◆ **PASSAGE GIVEN**:

Durian 023-2

“Avec les pouces” Madam Chili
Unit UTR 4151

Extreme oral output from lower-pitched members of the clarinet family in tandem with sound makers linked to keyboards, characterize these two sessions from Europe. However, while one is fully is wedded to a Continental mix of waveform signals and human breaths – slotting it midway between electro-acoustic and New music – the other welcomes jazz inflections and improvisational color. Which one you prefer may depend on your commitment to electronica.

NTRIX slots firmly into that first genre, featuring Lugano, Switzerland-born, Vienna-resident Ernesto Molinari – a member of Klangforum Wien – playing clarinet and contrabass clarinet along with two laptop computer operators: fellow Klangforum member Uli Fussenegger, also a bassist; and Bernhard Lang, a pianist who teaches at a university in Graz. Tricorder reconfigures and reassembles live and pre-recorded samples, not only creating new structures from the material, but also looping Molinari’s initial improvisations into quasi-compositional structures.

◆ **GIVEN RECORDS**:
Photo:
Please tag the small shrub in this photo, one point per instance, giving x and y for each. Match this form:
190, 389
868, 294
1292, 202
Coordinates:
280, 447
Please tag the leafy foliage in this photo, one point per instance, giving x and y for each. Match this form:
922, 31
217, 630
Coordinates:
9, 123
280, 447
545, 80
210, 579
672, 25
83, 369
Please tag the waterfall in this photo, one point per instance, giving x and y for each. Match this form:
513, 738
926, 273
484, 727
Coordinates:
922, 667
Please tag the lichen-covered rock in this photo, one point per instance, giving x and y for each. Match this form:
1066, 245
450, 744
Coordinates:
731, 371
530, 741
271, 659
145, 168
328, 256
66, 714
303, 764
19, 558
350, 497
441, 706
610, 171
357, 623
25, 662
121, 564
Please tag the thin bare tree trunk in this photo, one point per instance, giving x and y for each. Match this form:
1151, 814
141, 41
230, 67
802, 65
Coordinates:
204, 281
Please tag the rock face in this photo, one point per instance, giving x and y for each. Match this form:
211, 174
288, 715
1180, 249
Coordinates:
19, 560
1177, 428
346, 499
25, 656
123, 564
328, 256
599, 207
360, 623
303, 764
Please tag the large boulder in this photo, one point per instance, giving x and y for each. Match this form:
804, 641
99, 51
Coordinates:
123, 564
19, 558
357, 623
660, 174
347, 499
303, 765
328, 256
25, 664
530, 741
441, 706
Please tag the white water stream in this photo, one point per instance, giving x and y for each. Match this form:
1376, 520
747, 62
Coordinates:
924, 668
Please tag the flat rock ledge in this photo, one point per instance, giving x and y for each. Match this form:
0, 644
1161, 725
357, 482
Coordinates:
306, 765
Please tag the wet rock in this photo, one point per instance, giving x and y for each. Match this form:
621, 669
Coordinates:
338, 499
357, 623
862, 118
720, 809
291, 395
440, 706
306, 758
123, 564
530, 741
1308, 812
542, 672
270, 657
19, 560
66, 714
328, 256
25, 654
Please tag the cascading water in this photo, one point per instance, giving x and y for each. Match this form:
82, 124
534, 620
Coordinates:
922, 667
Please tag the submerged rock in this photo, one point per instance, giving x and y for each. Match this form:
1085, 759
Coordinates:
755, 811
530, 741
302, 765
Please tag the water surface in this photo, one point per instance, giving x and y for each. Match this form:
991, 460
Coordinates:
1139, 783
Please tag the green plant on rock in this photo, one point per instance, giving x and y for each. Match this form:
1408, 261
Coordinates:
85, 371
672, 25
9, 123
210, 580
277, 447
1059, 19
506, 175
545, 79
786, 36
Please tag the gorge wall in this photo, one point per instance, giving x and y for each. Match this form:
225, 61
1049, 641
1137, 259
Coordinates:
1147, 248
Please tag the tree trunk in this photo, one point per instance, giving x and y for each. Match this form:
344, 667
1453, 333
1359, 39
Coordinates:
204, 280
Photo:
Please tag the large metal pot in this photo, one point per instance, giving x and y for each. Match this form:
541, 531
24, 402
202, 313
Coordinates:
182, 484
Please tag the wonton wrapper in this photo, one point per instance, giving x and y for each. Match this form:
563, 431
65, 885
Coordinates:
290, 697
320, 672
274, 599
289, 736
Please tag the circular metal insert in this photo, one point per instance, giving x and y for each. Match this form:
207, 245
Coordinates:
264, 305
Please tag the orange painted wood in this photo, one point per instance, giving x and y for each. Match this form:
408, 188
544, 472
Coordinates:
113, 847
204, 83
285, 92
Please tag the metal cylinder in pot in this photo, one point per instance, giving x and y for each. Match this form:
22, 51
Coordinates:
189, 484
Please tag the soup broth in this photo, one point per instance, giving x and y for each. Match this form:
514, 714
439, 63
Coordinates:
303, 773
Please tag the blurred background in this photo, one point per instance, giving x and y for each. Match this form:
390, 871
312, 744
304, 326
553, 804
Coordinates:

◆ **THINGS TO DO**:
[1] According to the review of the two clarinet-and-electronics sessions, which ensemble counts both Ernesto Molinari and Uli Fussenegger as members?
[2] Extend the review of the two clarinet-and-electronics sessions, picking up after its final sentence.

◆ **RESULTS**:
[1] Klangforum Wien.

[2]
AVEC LES POUCES, on the other hand, the title of which translates as “all thumbs” is more acoustic. It features Porrentruy, Switzerland-born Lucien Dubuis, who has worked with locals such as reedist Hans Koch and cellist Martin Schütz, improvising on contrabass clarinet and bass clarinet with Neuchâltel, Switzerland-based teacher and organizer Christophe Studer on electric piano, electric organ, piano and – sparingly –


Major disparity exists in the performances as well. While Tricorder confines itself to four protracted tracks – the shortest of which is seven minutes and the longest almost 18½ – Dubuis-Studer spreads its work over 17 [!] tracks – only five of which are more than five minutes long, and three of which hover around the one minute mark. Both discs suffer from these decisions.

In Tricorder’s case for instance, the most notable performances come on the shortest pieces, “Cha” and the title track, which is exactly seven minutes long. Given a vivid, delineated shape, “Ntrix” allows Molinari’s sweeping coloratura trills to make common cause with shifting sideband oscillations from the laptops. When he accelerates to undulating screech tones, these are backed by rattling pulses and wiggling loops knit mechanically out of his earlier solos. This allows the clarinetist to comment both on the watery laptop pitches as well as his phantom self. Background is made up of a protracted inanimate buzz from the machines, which quiet to be replaced by a coda of legato, almost pastoral trills from the reedist.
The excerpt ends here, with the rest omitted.